■ Exercise task:
Rewrite the listing lines from the one containing "Verification task: confirm whether any dog's front" through the one containing "left=69, top=32, right=73, bottom=35", with "french bulldog" changed to "boston terrier" and nothing else altered.
--- Start Record extracts ---
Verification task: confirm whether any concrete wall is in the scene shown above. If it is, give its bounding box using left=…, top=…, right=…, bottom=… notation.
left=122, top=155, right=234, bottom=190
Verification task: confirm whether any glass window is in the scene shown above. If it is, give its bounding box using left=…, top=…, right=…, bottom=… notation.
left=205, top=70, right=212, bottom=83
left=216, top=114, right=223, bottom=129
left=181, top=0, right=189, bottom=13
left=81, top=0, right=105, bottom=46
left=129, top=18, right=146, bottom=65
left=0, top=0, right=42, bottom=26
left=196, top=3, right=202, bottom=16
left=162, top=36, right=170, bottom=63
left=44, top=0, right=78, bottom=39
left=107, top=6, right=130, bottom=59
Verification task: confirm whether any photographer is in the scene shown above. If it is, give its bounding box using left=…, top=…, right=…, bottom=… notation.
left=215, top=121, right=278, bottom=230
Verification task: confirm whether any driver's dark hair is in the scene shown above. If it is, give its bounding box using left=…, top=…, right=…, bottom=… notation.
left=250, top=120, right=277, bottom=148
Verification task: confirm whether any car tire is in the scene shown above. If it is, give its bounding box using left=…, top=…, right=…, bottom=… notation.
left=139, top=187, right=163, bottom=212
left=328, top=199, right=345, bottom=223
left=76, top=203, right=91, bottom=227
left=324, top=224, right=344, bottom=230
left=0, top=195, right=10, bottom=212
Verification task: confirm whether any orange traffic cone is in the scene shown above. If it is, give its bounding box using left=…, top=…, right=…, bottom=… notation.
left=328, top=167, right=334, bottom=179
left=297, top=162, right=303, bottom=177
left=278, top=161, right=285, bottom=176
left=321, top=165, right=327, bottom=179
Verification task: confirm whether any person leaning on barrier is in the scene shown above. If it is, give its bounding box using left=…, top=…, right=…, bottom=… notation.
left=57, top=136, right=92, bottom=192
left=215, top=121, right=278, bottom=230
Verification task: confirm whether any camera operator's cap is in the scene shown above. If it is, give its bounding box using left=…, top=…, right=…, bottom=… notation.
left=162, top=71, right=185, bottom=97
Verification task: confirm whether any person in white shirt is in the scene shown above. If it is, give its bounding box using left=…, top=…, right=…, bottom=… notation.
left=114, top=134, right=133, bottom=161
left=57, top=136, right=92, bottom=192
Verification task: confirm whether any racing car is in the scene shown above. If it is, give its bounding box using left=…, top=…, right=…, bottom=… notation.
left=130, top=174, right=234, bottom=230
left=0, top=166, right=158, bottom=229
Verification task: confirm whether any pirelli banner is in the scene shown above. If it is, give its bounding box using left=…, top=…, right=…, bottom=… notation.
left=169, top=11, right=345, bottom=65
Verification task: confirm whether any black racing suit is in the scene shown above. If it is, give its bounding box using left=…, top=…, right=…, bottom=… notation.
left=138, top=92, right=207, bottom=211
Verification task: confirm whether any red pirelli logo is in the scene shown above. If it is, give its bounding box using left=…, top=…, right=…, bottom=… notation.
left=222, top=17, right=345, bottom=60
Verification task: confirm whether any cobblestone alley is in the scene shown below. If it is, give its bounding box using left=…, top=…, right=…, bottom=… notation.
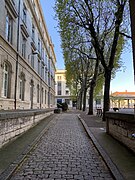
left=8, top=114, right=113, bottom=180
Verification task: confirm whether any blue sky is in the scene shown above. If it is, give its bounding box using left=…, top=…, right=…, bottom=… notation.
left=40, top=0, right=135, bottom=92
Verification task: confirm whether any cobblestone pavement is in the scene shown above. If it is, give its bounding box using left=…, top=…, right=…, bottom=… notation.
left=11, top=114, right=113, bottom=180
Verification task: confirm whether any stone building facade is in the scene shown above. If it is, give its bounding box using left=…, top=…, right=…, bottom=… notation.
left=0, top=0, right=56, bottom=109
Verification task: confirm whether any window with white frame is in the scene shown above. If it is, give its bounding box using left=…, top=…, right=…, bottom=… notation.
left=22, top=4, right=27, bottom=24
left=41, top=88, right=44, bottom=104
left=57, top=81, right=62, bottom=95
left=45, top=90, right=47, bottom=104
left=38, top=38, right=41, bottom=52
left=6, top=13, right=13, bottom=44
left=38, top=58, right=40, bottom=74
left=3, top=62, right=11, bottom=98
left=19, top=74, right=25, bottom=101
left=37, top=84, right=40, bottom=103
left=31, top=50, right=34, bottom=69
left=21, top=34, right=26, bottom=58
left=32, top=24, right=35, bottom=42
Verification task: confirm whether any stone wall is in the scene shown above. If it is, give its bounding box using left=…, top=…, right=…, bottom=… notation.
left=0, top=109, right=53, bottom=148
left=106, top=112, right=135, bottom=152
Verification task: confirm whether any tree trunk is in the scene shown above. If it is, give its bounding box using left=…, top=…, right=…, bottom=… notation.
left=83, top=88, right=87, bottom=111
left=79, top=90, right=83, bottom=110
left=103, top=69, right=111, bottom=121
left=88, top=82, right=95, bottom=115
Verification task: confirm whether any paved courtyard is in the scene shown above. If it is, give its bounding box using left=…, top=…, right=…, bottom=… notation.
left=11, top=114, right=113, bottom=180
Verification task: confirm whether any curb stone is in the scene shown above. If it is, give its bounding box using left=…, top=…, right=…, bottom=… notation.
left=0, top=117, right=57, bottom=180
left=78, top=115, right=125, bottom=180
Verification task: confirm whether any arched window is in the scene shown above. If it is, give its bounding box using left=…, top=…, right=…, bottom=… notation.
left=3, top=62, right=11, bottom=98
left=19, top=73, right=25, bottom=101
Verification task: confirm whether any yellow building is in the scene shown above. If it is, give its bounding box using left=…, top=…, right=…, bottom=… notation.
left=110, top=91, right=135, bottom=108
left=0, top=0, right=56, bottom=109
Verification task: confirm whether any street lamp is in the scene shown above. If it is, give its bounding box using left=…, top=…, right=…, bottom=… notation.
left=28, top=50, right=38, bottom=59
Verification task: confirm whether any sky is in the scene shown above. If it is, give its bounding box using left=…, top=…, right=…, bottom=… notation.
left=40, top=0, right=135, bottom=92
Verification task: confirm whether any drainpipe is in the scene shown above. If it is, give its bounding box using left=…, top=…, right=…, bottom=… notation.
left=14, top=0, right=21, bottom=109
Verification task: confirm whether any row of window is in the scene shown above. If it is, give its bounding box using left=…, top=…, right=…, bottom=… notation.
left=6, top=1, right=54, bottom=86
left=3, top=62, right=53, bottom=104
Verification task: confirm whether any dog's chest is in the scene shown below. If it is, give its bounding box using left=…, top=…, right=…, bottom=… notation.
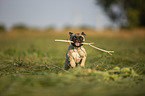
left=69, top=47, right=86, bottom=63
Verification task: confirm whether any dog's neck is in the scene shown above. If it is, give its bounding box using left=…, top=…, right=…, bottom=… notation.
left=70, top=44, right=82, bottom=49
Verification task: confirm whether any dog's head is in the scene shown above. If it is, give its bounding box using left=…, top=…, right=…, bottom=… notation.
left=69, top=32, right=85, bottom=47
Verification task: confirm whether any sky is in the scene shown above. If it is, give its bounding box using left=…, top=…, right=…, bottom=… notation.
left=0, top=0, right=112, bottom=29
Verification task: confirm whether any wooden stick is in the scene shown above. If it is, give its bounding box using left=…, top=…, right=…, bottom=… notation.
left=89, top=44, right=114, bottom=55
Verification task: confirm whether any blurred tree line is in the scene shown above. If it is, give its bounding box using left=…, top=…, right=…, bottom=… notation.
left=96, top=0, right=145, bottom=28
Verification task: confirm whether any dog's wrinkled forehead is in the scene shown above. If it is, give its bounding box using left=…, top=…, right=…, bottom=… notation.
left=69, top=32, right=86, bottom=41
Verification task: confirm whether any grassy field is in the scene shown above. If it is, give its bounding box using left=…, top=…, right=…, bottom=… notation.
left=0, top=29, right=145, bottom=96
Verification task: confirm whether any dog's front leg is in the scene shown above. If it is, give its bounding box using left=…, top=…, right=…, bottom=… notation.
left=81, top=56, right=86, bottom=67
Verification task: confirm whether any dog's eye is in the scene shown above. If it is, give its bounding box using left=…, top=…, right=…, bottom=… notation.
left=79, top=36, right=83, bottom=40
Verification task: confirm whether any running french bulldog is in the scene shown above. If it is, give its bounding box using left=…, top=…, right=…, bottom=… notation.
left=65, top=32, right=87, bottom=70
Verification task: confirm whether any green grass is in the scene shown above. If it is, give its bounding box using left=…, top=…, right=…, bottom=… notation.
left=0, top=32, right=145, bottom=96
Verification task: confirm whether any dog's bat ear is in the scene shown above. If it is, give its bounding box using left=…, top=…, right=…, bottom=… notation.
left=81, top=32, right=86, bottom=36
left=69, top=32, right=73, bottom=35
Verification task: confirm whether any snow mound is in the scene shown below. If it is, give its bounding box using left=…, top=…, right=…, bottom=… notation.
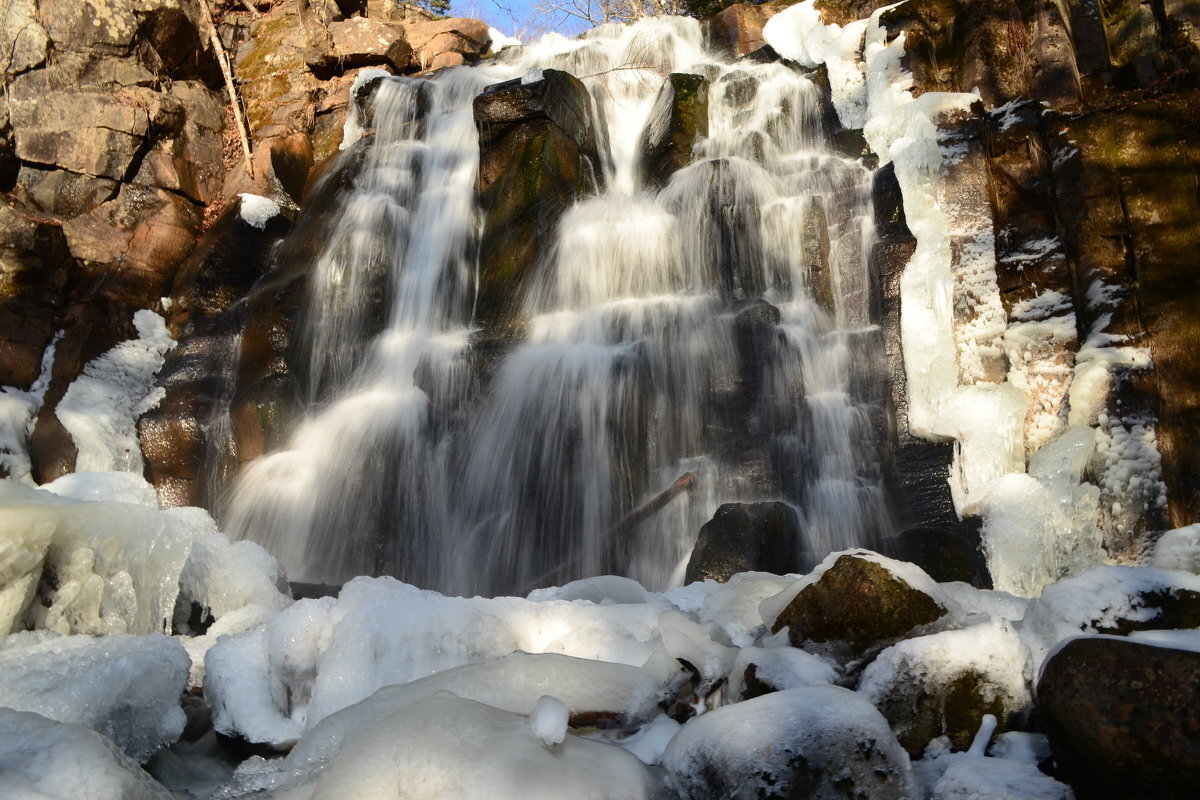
--- End Record extracts ---
■ Correct result:
Verification task: confirm whether any dog's front leg is in the scene shown above. If it is, give its bounding box using left=…, top=…, right=…, bottom=… notation.
left=81, top=56, right=86, bottom=67
Verification task: confirm whether any dog's eye is in the scene shown above. If it is, give its bounding box using left=…, top=…, right=…, bottom=… notation.
left=79, top=36, right=83, bottom=40
Verification task: confirm whether any running boston terrier is in the scene shown above. If it is, give its bounding box using left=…, top=…, right=…, bottom=… notation.
left=65, top=32, right=87, bottom=70
Verification task: confirm whether any green grass is in the scene shown above. If it is, give its bounding box using left=…, top=…, right=…, bottom=… notation.
left=0, top=32, right=145, bottom=96
Verification task: confirm whether any dog's bat ear is in the scene shown above. If it is, give its bounding box using left=…, top=…, right=…, bottom=… notation.
left=81, top=32, right=86, bottom=36
left=69, top=32, right=73, bottom=35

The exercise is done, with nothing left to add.